* Exercise brief
Every record must be given again word for word; no picture belongs in the copy.
(Beginning of Supplied entries)
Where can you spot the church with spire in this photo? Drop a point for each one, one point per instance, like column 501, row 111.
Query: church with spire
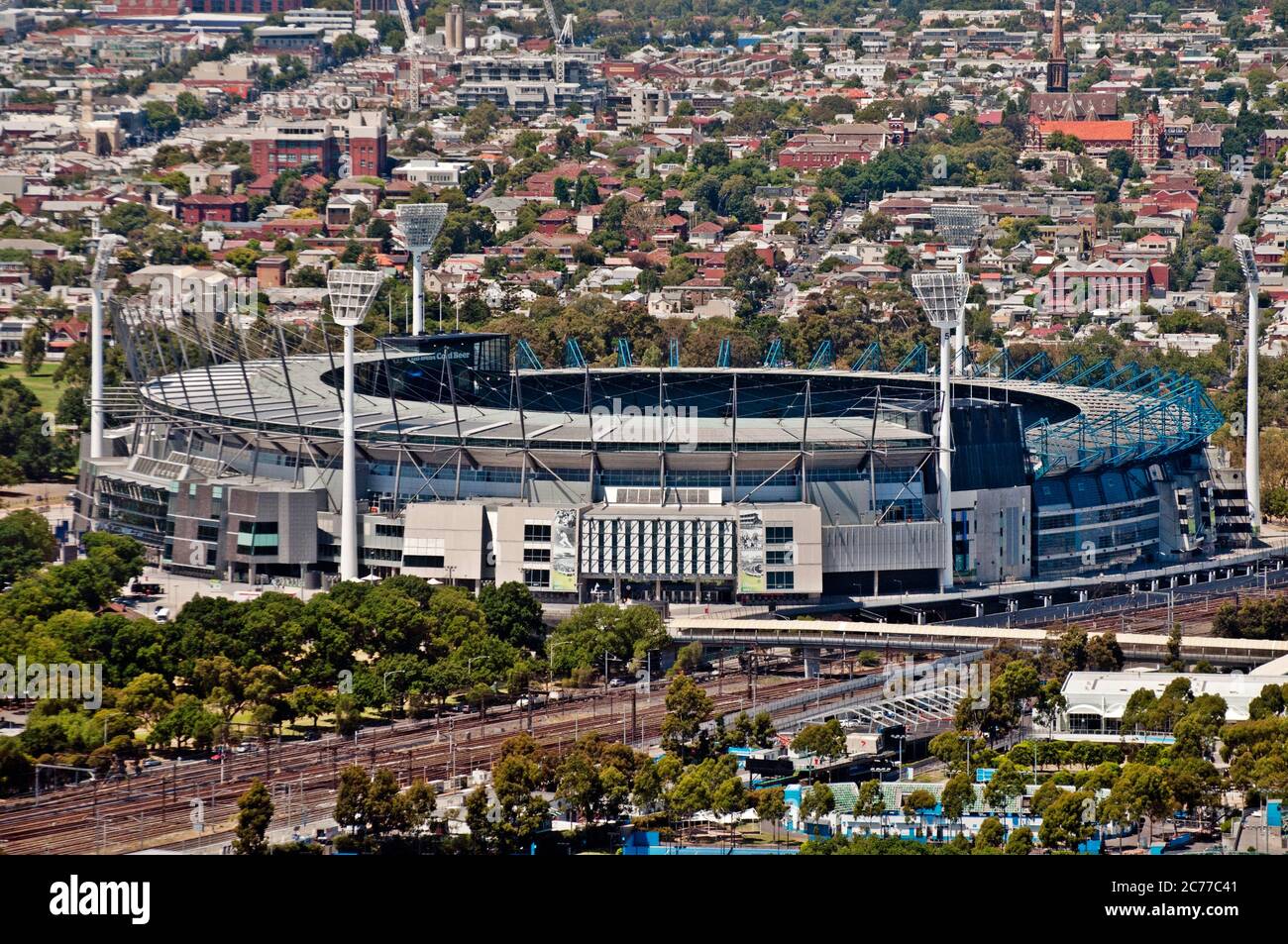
column 1090, row 116
column 1057, row 103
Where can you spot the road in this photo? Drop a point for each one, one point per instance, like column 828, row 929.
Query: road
column 1237, row 211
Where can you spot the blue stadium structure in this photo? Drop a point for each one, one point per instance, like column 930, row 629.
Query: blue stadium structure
column 477, row 464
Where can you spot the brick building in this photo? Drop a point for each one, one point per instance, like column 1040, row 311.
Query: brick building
column 207, row 207
column 279, row 145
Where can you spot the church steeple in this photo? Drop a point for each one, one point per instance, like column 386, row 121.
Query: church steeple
column 1057, row 67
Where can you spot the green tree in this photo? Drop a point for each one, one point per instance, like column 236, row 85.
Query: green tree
column 991, row 833
column 34, row 348
column 958, row 793
column 26, row 544
column 772, row 806
column 688, row 707
column 254, row 814
column 1020, row 841
column 1065, row 820
column 816, row 801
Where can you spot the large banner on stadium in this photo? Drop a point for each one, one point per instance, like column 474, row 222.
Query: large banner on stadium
column 563, row 550
column 751, row 553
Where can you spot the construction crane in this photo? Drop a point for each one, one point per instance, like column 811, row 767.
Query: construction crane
column 562, row 34
column 413, row 48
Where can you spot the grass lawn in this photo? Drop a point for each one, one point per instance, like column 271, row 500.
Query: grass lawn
column 40, row 384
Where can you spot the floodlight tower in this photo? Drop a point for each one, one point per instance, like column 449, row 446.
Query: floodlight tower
column 97, row 281
column 420, row 224
column 960, row 226
column 943, row 295
column 352, row 292
column 1252, row 423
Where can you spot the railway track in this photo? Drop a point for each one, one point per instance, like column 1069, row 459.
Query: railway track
column 1193, row 614
column 153, row 809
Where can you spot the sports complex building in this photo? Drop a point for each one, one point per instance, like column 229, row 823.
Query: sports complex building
column 477, row 464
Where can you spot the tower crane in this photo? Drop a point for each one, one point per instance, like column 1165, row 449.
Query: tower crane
column 562, row 34
column 413, row 48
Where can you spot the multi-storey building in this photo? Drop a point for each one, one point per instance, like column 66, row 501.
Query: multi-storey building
column 356, row 143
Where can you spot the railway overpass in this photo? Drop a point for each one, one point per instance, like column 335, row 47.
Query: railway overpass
column 815, row 635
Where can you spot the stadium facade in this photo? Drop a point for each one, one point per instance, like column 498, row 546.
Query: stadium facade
column 686, row 484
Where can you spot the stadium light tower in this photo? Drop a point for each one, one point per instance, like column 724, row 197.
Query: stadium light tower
column 943, row 295
column 352, row 292
column 420, row 224
column 960, row 224
column 97, row 281
column 1252, row 423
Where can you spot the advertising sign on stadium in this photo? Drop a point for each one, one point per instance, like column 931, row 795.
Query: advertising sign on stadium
column 751, row 553
column 563, row 550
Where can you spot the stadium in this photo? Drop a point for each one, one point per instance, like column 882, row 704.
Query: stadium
column 476, row 463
(End of Supplied entries)
* Exercise answer
Where can you spot the church with spire in this photo? Drop a point for each one, one point per instance, like column 501, row 111.
Query: church with spire
column 1090, row 116
column 1057, row 103
Where can you spot the road in this photo? Drop a point for each one, one point per instance, like column 828, row 929.
Query: road
column 1237, row 211
Where can you spot the blue stadium structure in this photo? Drop a point for each one, one point per instance, like column 930, row 629.
Query: blue stadium structure
column 477, row 464
Where can you spot the brick building in this photo? Drop a point for each one, one point per instance, like column 1040, row 311.
Query: brick building
column 207, row 207
column 279, row 145
Where can you spot the church steeple in this photo? Drop a point for each one, one point per instance, like column 386, row 121.
Query: church steeple
column 1057, row 67
Where can you spot the green tree in this photo? Drop a point for each one, one point per instance, like column 236, row 85.
Query: green tree
column 991, row 833
column 34, row 348
column 958, row 793
column 26, row 544
column 772, row 806
column 688, row 707
column 254, row 814
column 1020, row 841
column 1065, row 820
column 816, row 801
Where can you spot the large banner on stadium in this photo? Drop a point for each one, one point per instance, like column 474, row 222.
Query: large banner on stadium
column 563, row 550
column 751, row 553
Where can you spot the construction crane in this photo? Drop a point for each one, one point per instance, like column 811, row 767.
Query: construction crane
column 562, row 34
column 413, row 48
Where can you spot the grass lawn in this photo? Drop a point for each one, one point per instance, like column 271, row 500.
Query: grass lawn
column 40, row 384
Where can you spot the floodlight tower in this photo? Drop a point for each one, one point per instance, like column 449, row 446.
Query: floodlight tower
column 97, row 281
column 420, row 224
column 960, row 226
column 943, row 295
column 352, row 292
column 1252, row 423
Where can you spot the railway track in this photo? Drop a point for each one, one point per instance, like column 1069, row 459.
Query: railway track
column 1193, row 614
column 153, row 809
Where can you spot the sports complex building in this photo? Drop a point for each one, one point per instance, like column 229, row 823.
Query: sports complex building
column 477, row 464
Where can you spot the tower crane in this photo? Drop a point for each one, one point per instance, like column 1165, row 449.
Query: tower crane
column 562, row 34
column 413, row 48
Where can you spot the multi-storey building in this photo? Drop a point for each one, one point per instance, like column 66, row 501.
Query: multi-storey building
column 356, row 143
Where can you spot the railway overpass in this photo? Drop a point for each one, one point per instance, like column 335, row 47.
Query: railway overpass
column 815, row 635
Where can you spot the stadium facade in this photo? Drop a point for each one, one point per instance, like column 498, row 546.
Query: stadium facade
column 686, row 484
Where can you spot the stadium light tower in this photo? Drop a point for each one, one point per instance, like column 724, row 197.
Query: stadium light tower
column 943, row 295
column 352, row 292
column 420, row 224
column 960, row 224
column 97, row 281
column 1252, row 423
Where can you spot the advertising sign on stadium in this photo? Drop a point for each one, one point per instance, like column 931, row 795.
Query: advertising sign on stadium
column 751, row 553
column 563, row 550
Where can you spot the stadium in this photo? Drop a point for each one, one point per instance, like column 882, row 704.
Query: stadium
column 476, row 463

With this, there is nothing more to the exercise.